# ABOUT THIS TASK
Quote the data below in full, minus the images.

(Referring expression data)
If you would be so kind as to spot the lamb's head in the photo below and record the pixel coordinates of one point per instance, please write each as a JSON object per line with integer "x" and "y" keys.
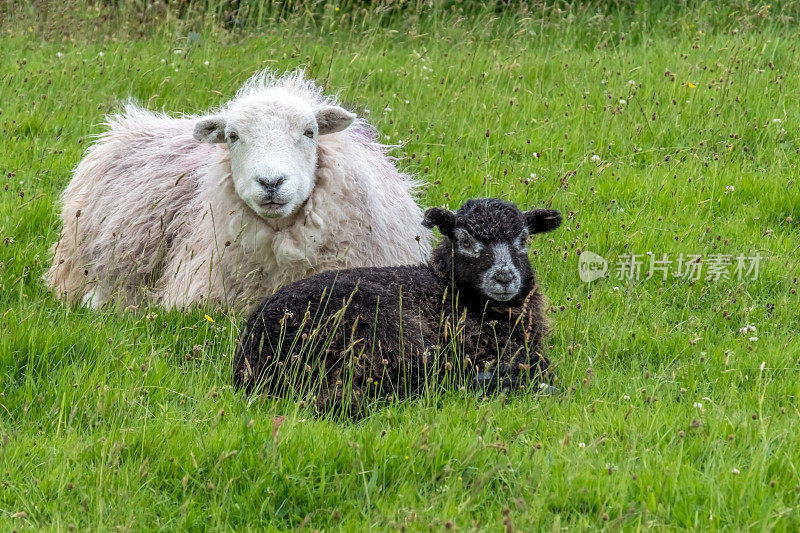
{"x": 485, "y": 246}
{"x": 272, "y": 137}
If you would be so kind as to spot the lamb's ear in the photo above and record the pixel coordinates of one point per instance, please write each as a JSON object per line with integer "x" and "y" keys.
{"x": 210, "y": 130}
{"x": 445, "y": 220}
{"x": 542, "y": 220}
{"x": 331, "y": 118}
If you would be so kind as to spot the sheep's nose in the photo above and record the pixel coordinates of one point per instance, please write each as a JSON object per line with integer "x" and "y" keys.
{"x": 271, "y": 184}
{"x": 504, "y": 276}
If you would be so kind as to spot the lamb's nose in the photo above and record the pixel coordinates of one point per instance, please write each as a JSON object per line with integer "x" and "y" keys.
{"x": 271, "y": 184}
{"x": 504, "y": 276}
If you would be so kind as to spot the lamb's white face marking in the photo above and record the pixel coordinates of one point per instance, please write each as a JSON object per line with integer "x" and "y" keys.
{"x": 272, "y": 139}
{"x": 502, "y": 281}
{"x": 466, "y": 244}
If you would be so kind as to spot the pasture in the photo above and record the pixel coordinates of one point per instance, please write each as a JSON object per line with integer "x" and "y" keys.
{"x": 669, "y": 139}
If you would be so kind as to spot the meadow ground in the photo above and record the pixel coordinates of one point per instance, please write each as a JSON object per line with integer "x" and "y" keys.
{"x": 666, "y": 132}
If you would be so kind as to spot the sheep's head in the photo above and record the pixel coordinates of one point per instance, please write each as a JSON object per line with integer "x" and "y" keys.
{"x": 485, "y": 246}
{"x": 272, "y": 138}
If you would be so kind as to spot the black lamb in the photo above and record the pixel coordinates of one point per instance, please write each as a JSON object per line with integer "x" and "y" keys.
{"x": 473, "y": 314}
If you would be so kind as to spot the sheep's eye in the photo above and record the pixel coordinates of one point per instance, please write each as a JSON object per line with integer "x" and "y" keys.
{"x": 468, "y": 244}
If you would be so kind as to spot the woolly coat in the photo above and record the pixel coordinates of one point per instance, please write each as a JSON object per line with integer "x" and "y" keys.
{"x": 386, "y": 332}
{"x": 151, "y": 214}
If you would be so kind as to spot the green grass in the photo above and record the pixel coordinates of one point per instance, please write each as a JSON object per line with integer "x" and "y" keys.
{"x": 129, "y": 421}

# SOLUTION FOR THIS PROBLEM
If you would be so kind as to spot the lamb's head in the photo below and record the pixel coordinates of one point per instance, please write each as a JSON object per line with integer "x" and "y" keys.
{"x": 485, "y": 246}
{"x": 272, "y": 137}
If you would be so kind as to spot the lamb's ear in the photo above and record the pixel coordinates of one point per instance, please write each as a JSON object per line with integer "x" and "y" keys.
{"x": 210, "y": 130}
{"x": 445, "y": 220}
{"x": 542, "y": 220}
{"x": 331, "y": 118}
If you would be so kind as to spot the sheep's nose in the photo above and record the pixel coordinates of one point per instance, please write each as a JSON object per line with integer "x" and "y" keys.
{"x": 271, "y": 184}
{"x": 504, "y": 276}
If you would be so kind as to spot the lamb's nose in the photo above and record the pixel coordinates of one point per instance, please write each as a JSON object per line with integer "x" and "y" keys.
{"x": 271, "y": 184}
{"x": 504, "y": 276}
If you would be so kind as to spot the lamb's white face marking in the photo above and record the pixel coordinates of one point per instance, please write each as a JSON object per line with integer "x" and "y" keys.
{"x": 272, "y": 139}
{"x": 502, "y": 281}
{"x": 466, "y": 244}
If you would be so kind as to spot the pasture in the photo above and record the pixel coordinates of one point per instance, please write each as a JSON object per line with integer "x" and "y" keys.
{"x": 669, "y": 139}
If you would be so kind as to spot the meadow ground in the photo above and record the pixel coordinates of one point per instance, please write each as a JSON object per line with integer "x" and "y" keys.
{"x": 666, "y": 132}
If you would be so kind as to spot the sheep's head in the photo above and record the pixel coordinates of one point per instance, please write each as a JSON object per line with integer "x" and "y" keys.
{"x": 485, "y": 246}
{"x": 272, "y": 138}
If you would be so kind as to spot the black lamb in the photo above and record the pixel coordinates of one point per instance, please write each as a JSON object per line with integer "x" and "y" keys.
{"x": 473, "y": 314}
If you would be so kind as to spot the sheep's eye in the photo above and record the pixel coordinates of one point per instance, please write each as a JSON object per line with integer "x" and "y" keys.
{"x": 468, "y": 244}
If you would be so kind as to spot the woolly coat in the photo above and record the pixel coordinates of one point per instance, please write each as a JSON object per line with integer "x" and "y" keys.
{"x": 386, "y": 332}
{"x": 151, "y": 214}
If you would be so kind as to spot the green grass in the photo above and record the pixel coordinates of one point per instance, please write each as a JSON object per line with integer "x" and "y" keys.
{"x": 129, "y": 421}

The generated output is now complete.